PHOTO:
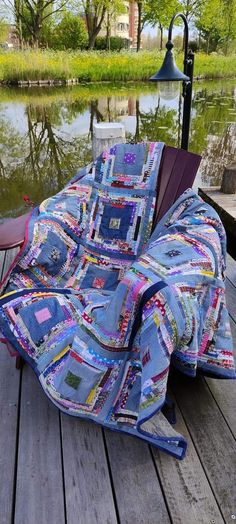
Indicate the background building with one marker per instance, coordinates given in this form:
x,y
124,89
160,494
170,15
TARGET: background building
x,y
124,25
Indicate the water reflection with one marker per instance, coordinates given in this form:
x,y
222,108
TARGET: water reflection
x,y
45,135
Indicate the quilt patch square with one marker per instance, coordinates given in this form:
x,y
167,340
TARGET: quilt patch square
x,y
42,315
114,223
72,380
129,158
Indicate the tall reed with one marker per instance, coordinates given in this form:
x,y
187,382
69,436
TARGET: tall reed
x,y
102,66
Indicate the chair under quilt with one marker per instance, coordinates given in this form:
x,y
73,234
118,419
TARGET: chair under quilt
x,y
99,306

* _Exercise brief_: Reproduce every line verbatim, from the line containing "Indicate the chair" down to the final line above, with both ends included.

* _Written response_:
Indicate the chair under quilt with one marker per instance, coordinates given in this form:
x,y
73,234
118,419
TARGET: chair under quilt
x,y
99,306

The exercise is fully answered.